Предоставленный текст |
Южане были очень чувствительны относительно понятия «честь», она составляла основу их этического кодекса. В общении с равными себе, как и в общении с низшими, джентльмену-южанину надлежало
руководствоваться не буквой закона, а следовать закону неписаному — милосердия и совести. Главная максима этого закона, именовавшегося «кодексом чести» («слово мужчины — это его оковы»), означало, что слово «честь», однажды произнесенное мужчиной, должно быть нерушимым, как сама жизнь. Обвинение джентльмена во лжи, оскорбление его или любое другое покушение на его честь могло спровоцировать дуэль, которая была в основе кодекса чести. Тщательно разработанный дуэльный этикет включал в себя правила послания вызова и подготовительные мероприятия. В большинстве южных штатов существовали законы, запрещавшие дуэльную практику. Северная Каролина (актом от 1802 г.) предусматривала за дуэль смертную казнь. В Южной Каролине (акт от 1812 г.) — год тюремного заключения и штраф в размере 2 тыс. дол. для всех участников дуэли, включая секундантов; уцелевший же на дуэли считался виновным в убийстве. Но жесткие законы были бессильны против нравов, царивших в среде плантаторов. Дела по дуэлям возбуждались крайне редко, общественное мнение прощало и восторгалось их участниками. В 1841 г. Генеральная ассамблея Алабамы приняла специальные акты, освобождавшие тринадцать поименованных в них граждан от присяги, подтверждавшей их неучастие в дуэлях, которая была необходима для занятия общественной должности. На протяжении последующих шести лет в Алабаме принимались еще два таких акта8.
Редактор газеты «Маунтэйнир», издававшейся в Гринвилле (Южная Каролина), Бенджамин Перри, убивший на дуэли конкурирующего редактора, так защищал эту практику: «Когда человек знает, что ему придется держать ответ за недостаток учтивости, он не будет столь решительно опускаться до оскорблений. В этом смысле дуэль способствует утверждению большей вежливости в обществе и более высокой рафини-рованности»9. Многие южане, отличавшиеся своим высоким развитием, признавали порочность дуэльной практики, но принимали вызов, чтобы избежать обвинений в трусости и не потерять тем самым влияния в обществе. Дуэльный кодекс придавал огромную значимость произнесенному слову, что оказывало влияние и на ведение бизнеса. На практике на честном слове держался почти весь бизнес: 9/10 сделок на Старом Юге — это неоформленное в письменных документах обещание «заплатить». И под это обещание плантаторы совершали коммерческие операции, которые в случае невыполнения данного слова могли привести к банкротству.
Дуэль получила распространение на американском континенте лишь после американской революции. До этого за весь колониальный период их произошло около десятка, в основном между военными. Общественное мнение колоний порицало дуэли. Однако европейские офицеры, обладавшие традиционным чувством кастовости, привезли с собой рыцарские традиции личного поединка. К тому же после Французской революции и падения Наполеона французские эмигранты принесли «дуэльный ренессанс и иные острые жизненные ощущения». На Севере дуэльная практика продолжалась недолго. После убийства Александра Гамильтона 10 июля 1804 г. Аароном Бэрром в северных штатах началось движение против дуэлей, подкрепленное ужесточением наказания. Надо сказать, здесь не было соответствующей культурной среды для подобного рода практики. На Юге же, наоборот, дуэли прижились прочно и были распространены в межвоенные годы. Трудно найти хотя бы одного из государственных деятелей Юга первой половины XIX в., который бы в них
не участвовал: Эндрю Джексон, Генри Клей, Джон Рэндолф, Джефферсон Дэвис, Александр Стивенс, Уильям Янси — всем им приходилось бросать, либо принимать вызов. На счету некоторых южан было до полусотни дуэлей. Много могильных камней на кладбище было украшено словами: «Пал на поле чести».

Сохранённые записи набора данных |
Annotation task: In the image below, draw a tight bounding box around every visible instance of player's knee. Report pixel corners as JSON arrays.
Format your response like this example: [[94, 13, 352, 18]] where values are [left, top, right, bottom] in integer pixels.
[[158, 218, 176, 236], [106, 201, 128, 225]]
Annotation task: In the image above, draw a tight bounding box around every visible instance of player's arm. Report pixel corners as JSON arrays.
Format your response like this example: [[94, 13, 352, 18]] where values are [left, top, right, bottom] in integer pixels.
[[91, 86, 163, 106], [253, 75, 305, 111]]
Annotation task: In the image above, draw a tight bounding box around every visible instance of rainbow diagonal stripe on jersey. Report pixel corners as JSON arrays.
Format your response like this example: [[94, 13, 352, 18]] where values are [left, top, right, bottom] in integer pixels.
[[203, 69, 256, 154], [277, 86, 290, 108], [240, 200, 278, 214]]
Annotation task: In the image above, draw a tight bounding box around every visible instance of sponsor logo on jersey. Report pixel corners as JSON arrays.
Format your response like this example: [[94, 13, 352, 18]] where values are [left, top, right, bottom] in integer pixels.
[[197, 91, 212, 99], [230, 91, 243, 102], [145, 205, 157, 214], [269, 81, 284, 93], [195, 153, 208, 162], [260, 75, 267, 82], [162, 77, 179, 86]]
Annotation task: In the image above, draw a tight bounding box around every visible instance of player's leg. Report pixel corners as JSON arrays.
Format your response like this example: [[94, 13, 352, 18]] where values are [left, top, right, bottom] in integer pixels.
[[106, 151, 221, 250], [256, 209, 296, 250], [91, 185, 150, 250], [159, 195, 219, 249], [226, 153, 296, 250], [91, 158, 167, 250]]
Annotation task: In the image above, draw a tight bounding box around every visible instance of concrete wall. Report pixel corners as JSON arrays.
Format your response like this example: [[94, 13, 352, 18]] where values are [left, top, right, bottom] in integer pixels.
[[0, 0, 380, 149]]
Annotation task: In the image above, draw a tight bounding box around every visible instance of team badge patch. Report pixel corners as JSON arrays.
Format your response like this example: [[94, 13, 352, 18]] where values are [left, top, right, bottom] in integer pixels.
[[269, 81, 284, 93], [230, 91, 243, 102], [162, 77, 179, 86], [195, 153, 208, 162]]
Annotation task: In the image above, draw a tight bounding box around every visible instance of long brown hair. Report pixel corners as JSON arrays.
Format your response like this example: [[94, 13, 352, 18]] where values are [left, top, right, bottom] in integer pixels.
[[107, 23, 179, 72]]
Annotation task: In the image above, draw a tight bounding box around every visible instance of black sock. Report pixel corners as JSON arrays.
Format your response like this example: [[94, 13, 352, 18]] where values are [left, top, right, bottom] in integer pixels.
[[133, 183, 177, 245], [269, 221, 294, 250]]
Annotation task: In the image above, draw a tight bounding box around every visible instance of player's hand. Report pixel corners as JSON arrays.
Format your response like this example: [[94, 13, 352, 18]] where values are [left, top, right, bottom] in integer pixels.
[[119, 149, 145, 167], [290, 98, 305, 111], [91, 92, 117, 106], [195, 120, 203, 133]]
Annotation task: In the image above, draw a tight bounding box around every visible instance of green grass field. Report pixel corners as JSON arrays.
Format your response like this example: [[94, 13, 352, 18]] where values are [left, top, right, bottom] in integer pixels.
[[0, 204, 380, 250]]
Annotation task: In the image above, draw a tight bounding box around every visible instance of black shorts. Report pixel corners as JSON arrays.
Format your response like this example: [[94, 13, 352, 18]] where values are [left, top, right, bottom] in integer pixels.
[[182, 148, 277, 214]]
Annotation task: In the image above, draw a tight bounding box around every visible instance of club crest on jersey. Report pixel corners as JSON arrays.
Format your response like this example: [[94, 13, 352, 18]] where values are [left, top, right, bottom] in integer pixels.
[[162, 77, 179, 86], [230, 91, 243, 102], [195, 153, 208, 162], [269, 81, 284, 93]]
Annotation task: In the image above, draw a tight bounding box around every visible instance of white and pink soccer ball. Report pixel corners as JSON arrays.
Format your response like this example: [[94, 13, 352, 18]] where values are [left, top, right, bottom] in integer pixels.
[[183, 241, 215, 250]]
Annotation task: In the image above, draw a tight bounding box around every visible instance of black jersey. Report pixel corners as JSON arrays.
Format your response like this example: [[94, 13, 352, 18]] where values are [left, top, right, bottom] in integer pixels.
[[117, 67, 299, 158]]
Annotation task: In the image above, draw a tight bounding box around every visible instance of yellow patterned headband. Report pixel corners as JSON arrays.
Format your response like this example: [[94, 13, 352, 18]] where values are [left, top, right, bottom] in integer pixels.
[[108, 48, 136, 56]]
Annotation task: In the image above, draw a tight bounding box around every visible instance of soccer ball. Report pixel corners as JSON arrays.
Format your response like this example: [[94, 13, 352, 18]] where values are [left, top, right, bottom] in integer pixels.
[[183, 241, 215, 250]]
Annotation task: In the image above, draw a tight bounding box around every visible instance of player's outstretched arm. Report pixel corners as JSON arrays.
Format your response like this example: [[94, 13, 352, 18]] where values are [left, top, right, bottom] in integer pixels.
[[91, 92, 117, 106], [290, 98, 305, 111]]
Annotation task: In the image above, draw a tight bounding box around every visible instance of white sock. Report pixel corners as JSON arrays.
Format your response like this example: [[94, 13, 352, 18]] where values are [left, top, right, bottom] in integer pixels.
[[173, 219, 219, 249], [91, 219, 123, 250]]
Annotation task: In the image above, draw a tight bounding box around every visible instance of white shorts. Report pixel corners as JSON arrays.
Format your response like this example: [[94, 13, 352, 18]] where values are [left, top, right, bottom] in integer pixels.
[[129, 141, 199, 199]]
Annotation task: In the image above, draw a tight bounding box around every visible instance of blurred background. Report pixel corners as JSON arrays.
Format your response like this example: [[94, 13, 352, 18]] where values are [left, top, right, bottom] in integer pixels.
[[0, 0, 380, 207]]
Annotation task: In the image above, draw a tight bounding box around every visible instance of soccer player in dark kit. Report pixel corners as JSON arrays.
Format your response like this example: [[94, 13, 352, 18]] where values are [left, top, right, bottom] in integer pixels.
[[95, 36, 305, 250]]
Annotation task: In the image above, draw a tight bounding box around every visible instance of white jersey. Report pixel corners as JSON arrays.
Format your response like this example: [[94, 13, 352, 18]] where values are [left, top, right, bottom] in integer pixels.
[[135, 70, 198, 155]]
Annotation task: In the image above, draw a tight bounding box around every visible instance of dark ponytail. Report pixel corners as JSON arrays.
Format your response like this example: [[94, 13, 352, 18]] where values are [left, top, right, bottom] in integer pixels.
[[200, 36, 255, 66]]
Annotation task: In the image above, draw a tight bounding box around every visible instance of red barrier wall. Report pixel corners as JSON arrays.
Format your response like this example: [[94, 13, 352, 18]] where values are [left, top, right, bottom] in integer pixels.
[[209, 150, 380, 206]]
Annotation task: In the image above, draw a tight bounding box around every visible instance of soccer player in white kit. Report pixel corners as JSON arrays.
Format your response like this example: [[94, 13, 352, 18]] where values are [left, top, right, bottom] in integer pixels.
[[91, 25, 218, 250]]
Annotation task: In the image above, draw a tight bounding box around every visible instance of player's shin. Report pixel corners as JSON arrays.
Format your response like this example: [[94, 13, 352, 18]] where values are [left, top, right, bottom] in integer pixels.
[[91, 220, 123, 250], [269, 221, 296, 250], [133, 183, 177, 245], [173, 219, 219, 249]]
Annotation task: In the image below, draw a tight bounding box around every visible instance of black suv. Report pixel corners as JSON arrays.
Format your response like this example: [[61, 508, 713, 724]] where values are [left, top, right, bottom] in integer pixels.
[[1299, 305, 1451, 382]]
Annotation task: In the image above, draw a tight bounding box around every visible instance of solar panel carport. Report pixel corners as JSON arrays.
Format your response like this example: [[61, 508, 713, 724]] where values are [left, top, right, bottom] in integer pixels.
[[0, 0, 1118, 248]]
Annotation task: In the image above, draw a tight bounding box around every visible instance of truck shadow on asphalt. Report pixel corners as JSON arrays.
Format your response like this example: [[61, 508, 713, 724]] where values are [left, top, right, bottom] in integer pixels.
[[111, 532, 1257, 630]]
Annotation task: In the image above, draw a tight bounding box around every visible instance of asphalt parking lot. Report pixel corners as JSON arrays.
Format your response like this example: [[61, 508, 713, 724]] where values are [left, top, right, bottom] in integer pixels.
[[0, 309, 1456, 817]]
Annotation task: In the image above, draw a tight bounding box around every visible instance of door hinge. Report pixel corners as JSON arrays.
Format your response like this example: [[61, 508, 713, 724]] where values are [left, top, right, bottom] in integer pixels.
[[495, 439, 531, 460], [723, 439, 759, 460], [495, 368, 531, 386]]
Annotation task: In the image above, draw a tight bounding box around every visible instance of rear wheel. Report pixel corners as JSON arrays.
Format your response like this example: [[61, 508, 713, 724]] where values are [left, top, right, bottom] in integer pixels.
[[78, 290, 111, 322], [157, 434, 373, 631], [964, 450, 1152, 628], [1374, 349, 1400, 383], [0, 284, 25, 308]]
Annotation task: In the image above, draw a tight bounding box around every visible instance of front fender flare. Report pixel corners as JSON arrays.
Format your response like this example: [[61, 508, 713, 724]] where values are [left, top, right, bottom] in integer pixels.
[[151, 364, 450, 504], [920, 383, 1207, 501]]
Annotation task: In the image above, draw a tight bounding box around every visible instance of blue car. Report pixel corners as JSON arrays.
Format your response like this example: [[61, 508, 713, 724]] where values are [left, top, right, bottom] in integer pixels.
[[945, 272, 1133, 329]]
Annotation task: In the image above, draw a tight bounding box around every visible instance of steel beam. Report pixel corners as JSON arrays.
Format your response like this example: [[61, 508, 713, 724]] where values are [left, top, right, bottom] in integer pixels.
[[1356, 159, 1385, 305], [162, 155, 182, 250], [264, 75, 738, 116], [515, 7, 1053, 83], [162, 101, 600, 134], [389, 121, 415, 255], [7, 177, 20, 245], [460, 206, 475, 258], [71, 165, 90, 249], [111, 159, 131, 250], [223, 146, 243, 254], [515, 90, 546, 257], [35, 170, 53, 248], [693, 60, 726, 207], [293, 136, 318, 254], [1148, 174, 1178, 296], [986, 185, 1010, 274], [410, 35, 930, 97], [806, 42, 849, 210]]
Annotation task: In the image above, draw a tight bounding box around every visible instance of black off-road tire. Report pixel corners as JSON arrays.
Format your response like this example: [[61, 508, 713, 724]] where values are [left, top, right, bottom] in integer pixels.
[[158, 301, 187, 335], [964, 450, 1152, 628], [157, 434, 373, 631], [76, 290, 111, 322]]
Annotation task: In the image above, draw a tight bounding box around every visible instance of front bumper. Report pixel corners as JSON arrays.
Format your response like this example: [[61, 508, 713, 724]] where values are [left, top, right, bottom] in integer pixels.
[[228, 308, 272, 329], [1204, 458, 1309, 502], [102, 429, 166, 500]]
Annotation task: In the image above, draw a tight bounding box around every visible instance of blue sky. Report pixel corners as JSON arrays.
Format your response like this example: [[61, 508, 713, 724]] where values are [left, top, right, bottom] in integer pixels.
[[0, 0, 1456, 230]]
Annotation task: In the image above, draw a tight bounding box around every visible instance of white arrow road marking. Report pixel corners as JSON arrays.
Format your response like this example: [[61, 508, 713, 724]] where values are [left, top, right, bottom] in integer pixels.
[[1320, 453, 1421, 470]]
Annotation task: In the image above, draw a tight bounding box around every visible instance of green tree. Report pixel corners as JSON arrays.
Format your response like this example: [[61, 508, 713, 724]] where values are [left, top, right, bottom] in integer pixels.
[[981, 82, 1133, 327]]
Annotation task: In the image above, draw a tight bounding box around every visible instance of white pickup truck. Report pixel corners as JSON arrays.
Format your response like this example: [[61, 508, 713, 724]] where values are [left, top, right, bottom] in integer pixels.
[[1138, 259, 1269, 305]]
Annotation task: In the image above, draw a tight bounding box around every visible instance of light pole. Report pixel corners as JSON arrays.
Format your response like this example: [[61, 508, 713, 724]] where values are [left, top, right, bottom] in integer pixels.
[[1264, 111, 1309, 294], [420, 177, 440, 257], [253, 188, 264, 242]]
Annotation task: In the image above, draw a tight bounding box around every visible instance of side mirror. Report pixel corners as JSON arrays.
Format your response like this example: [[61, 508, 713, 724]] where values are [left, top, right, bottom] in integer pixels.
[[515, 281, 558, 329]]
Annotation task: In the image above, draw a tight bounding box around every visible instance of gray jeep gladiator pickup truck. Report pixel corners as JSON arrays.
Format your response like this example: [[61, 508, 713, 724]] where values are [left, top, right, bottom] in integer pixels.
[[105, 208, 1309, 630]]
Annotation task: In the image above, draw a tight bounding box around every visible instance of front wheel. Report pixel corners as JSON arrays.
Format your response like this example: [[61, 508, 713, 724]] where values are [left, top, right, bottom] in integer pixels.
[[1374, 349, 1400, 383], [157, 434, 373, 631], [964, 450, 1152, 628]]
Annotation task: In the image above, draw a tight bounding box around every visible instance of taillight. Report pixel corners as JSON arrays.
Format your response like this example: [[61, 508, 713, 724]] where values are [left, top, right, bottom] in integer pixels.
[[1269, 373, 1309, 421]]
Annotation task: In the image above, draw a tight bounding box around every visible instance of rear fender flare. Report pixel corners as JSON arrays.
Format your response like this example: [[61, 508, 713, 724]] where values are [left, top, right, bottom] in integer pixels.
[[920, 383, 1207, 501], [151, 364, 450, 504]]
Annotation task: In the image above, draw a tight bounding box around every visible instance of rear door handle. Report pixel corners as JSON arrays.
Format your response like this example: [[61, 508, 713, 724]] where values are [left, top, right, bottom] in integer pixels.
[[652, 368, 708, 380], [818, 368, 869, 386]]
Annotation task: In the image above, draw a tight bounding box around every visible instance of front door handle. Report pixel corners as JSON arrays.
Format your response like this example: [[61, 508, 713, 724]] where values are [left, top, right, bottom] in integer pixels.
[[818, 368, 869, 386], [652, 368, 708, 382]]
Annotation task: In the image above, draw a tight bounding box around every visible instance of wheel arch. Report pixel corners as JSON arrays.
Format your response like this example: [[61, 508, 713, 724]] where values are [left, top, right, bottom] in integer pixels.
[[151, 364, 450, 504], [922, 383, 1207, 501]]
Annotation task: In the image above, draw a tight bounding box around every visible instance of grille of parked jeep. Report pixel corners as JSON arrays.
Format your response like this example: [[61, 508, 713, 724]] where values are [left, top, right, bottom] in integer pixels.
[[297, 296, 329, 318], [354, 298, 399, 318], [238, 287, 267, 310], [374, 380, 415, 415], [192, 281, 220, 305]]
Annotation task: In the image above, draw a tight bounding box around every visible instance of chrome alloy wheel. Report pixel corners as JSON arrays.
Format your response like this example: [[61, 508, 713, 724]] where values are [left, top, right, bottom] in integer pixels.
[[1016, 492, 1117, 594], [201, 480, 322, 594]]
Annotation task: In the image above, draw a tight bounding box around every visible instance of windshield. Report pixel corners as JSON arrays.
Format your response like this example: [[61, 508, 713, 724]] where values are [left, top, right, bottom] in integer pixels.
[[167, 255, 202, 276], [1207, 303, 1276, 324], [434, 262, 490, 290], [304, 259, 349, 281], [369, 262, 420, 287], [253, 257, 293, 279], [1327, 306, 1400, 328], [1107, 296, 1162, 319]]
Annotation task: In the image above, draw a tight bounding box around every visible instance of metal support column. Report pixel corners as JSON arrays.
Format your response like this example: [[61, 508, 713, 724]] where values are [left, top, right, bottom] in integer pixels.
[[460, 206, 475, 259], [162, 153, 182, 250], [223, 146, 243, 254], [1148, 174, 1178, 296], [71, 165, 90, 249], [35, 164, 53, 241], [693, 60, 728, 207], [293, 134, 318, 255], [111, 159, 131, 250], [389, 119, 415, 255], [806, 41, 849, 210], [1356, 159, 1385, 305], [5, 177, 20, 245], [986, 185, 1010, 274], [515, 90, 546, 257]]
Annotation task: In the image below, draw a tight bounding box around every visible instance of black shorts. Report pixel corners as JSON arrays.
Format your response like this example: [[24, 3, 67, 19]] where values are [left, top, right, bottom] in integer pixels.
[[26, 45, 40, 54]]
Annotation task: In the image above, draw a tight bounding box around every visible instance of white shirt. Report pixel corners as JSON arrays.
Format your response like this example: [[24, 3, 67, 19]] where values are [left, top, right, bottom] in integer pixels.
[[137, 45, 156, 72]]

Письменное задание A | Какое наказание за дуэль предусматривал акт Северной Каролины от 1802 года, согласно тексту о дуэлях на Юге?
Письменное задание B | Подхватите текст о дуэлях на Юге и продолжите его после последнего предложения.

Письменный ответ A | Смертную казнь.

Письменный ответ B |
Важность и частота проведения поединков сказалась на формализации церемонии южной дуэли в виде определенных правил и ритуалов. Наиболее популярным справочником служил «Кодекс чести, или Правила поведения участников поединков и их секундантов» (1838), написанный губернатором Южной Каролины Дж.Уилсоном. Слово «честь» выступало синонимом репутации и доброго имени. «Кодекс чести» Уилсона гласил, что хорошая репутация важнее самой жизни. В различных районах страны в обычае было различное оружие: шпаги в Луизиане, пистолеты — в Кентукки. Существовали правила дуэльного этикета: вызов составлялся «изысканным языком», без оскорбительных эпитетов; вызов от неджентльмена не принимался; все полномочия по организации дуэли передавались секундантам. Кодекс соблюдался до тончайших нюансов, нередко до поединка составлялся договор, регламентировавший условия его проведения.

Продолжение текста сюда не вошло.